* [EXERCISE TASKS]
1. According to the product marketing article, what share of existing customers does the example objective aim to have adopting a new feature?
2. Retype the stretch of the product marketing article from "If you scheduled" through "the in-app message?".
3. Using the product marketing article, explain why success should be defined, along with how it will be measured, at the start of every project.

* [READING TEXT]
It’s time to look in the mirror, be honest with yourself, and confront the elephant in the room: do you want to be the best you can be, or be another product marketer merely making up the numbers?
We can hear you emphatically telling us you wanna be the heavyweight champ of the PMM division. But to get to the top of the tree, you’ll need a firm understanding of how your efforts are faring in every element of your role - positioning, onboarding, sales enablement, marketing campaigns, the lot.
Luckily for you, analysis can give you the answers you so desperately need.
In this article, we'll be covering:
- The importance of analyzing your product marketing efforts,
- Analysis best practices,
- Types of analysis, and
- Analysis in practice.
The importance of analyzing your product marketing efforts
Analysis is a never-ending job and product marketers should ensure they’re devoted to investing time, effort, and money to get it spot-on. This part of the job is so important because it helps you understand what is working and therefore what to do more of, as well as what isn’t working so you can cut that out.
For example, if you’ve created a sales battle card that’s not helping your sales reps, you need to know about it. If you’ve created a product page your prospects don’t understand, you need to know about it. If lots of customers are leaving after day 30, you guessed it, you need to know about it.
Analysis can give you the answers to the essential questions nipping away at the back of your mind, allowing you to not only beat the competition but also connect with your customers on a much deeper level.
Analysis best practices
From sales collateral and new features, to products, in-app messages, and training materials, product marketers are spoiled for choice when it comes to areas they can analyze, but there are best practices that should be considered.
So, how can you begin analyzing your practice and putting contingencies in place to:
- Maintain your current performance, or
- Improve existing practices to enhance future performance
Envision what constitutes success
At the start of every project, you need to make sure you establish what success will look like and how you plan to measure that success.
Remember, you’re rarely solely responsible for success; internal partners like product, sales, marketing, and customer success will usually weigh in at one point or another too. Without this first step in place, it’s difficult to know what to analyze.
For example, if you’re launching a new feature in an existing product and your objective is to get 55% of your existing customers adopting that feature, you know you need to analyze feature adoption, but as well as that, you need to analyze the parts that contribute to that adoption.
If you scheduled an announcement email and in-app message and produced a feature demo video, they could all impact that adoption, so you’d want to consider factors such as:
- How many people opened the email?
- How many people clicked on the in-app message?
- How many watched the whole video?
If these numbers are low, your feature adoption numbers are more likely to be low, and understanding the performance of these pre-steps can help determine where you focus your optimization tactics.
For instance, if everyone who landed on the video watched the whole thing but only 5% of your base made it to the video, the problem might not necessarily be with the video itself, but with the wording or timing of the message you sent people to point them to it.
This highlights the importance of having a clear and measurable objective, understanding what parts feed into achieving that objective, and remembering these moving parts might not always sit within product marketing.
Avoid vanity metrics
Make sure you’re measuring the right data and don’t get distracted by irrelevant metrics.

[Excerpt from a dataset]
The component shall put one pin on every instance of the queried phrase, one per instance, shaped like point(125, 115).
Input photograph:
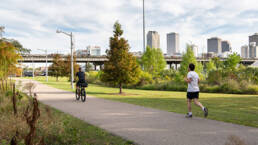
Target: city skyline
point(34, 25)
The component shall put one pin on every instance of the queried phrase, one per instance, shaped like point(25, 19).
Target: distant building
point(225, 54)
point(253, 50)
point(153, 39)
point(94, 50)
point(214, 45)
point(195, 50)
point(139, 53)
point(253, 41)
point(81, 53)
point(209, 55)
point(226, 46)
point(172, 43)
point(245, 51)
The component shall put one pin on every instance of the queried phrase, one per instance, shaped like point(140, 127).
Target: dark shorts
point(192, 95)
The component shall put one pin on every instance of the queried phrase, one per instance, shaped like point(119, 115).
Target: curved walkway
point(142, 125)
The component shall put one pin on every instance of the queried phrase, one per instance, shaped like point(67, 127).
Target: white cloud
point(33, 22)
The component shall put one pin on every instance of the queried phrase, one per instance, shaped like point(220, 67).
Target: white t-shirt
point(193, 86)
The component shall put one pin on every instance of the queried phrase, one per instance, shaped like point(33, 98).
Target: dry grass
point(52, 127)
point(235, 140)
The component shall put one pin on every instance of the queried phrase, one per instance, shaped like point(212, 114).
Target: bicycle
point(81, 93)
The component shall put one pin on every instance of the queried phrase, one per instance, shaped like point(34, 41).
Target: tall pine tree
point(122, 67)
point(153, 61)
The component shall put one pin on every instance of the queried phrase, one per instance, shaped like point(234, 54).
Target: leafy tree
point(67, 66)
point(217, 62)
point(88, 67)
point(8, 58)
point(18, 45)
point(210, 66)
point(122, 67)
point(188, 58)
point(153, 61)
point(57, 68)
point(232, 61)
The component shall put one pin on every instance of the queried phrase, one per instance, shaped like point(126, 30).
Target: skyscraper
point(94, 50)
point(195, 50)
point(172, 43)
point(253, 42)
point(253, 50)
point(245, 51)
point(226, 46)
point(214, 45)
point(153, 39)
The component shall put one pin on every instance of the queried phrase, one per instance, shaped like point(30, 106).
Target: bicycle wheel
point(77, 94)
point(83, 96)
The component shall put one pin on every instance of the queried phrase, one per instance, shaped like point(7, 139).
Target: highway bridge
point(99, 60)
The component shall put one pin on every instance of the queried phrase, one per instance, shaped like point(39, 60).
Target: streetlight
point(143, 11)
point(46, 63)
point(71, 37)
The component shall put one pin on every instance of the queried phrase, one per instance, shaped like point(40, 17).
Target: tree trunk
point(120, 88)
point(14, 101)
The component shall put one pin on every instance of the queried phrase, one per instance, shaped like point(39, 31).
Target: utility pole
point(1, 31)
point(143, 11)
point(72, 59)
point(72, 46)
point(46, 63)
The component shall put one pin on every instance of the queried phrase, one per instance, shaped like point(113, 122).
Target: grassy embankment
point(238, 109)
point(53, 126)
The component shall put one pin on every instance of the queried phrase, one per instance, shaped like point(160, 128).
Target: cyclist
point(81, 77)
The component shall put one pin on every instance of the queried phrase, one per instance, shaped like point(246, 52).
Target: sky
point(34, 22)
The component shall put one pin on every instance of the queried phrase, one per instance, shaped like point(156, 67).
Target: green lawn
point(238, 109)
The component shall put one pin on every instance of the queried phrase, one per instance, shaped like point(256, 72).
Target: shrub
point(215, 77)
point(252, 89)
point(144, 79)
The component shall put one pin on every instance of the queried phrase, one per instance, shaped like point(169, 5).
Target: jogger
point(193, 90)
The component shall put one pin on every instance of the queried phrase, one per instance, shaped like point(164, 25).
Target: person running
point(193, 90)
point(81, 77)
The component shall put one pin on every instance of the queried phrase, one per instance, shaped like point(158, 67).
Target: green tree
point(153, 61)
point(210, 66)
point(232, 61)
point(217, 62)
point(57, 68)
point(67, 66)
point(188, 58)
point(8, 58)
point(18, 45)
point(122, 67)
point(88, 67)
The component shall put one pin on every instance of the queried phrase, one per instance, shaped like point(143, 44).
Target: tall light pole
point(46, 64)
point(143, 12)
point(71, 37)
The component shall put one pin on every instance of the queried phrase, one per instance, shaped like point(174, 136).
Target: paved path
point(145, 126)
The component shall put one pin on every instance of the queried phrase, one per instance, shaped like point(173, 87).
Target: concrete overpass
point(99, 60)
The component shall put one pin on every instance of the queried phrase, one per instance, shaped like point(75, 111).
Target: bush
point(252, 89)
point(230, 86)
point(144, 79)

* [OUTPUTS FOR THE TASKS]
1. 55% of existing customers.

2.
If you scheduled an announcement email and in-app message and produced a feature demo video, they could all impact that adoption, so you’d want to consider factors such as:
- How many people opened the email?
- How many people clicked on the in-app message?

3. Without this first step in place, it is difficult to know what to analyze.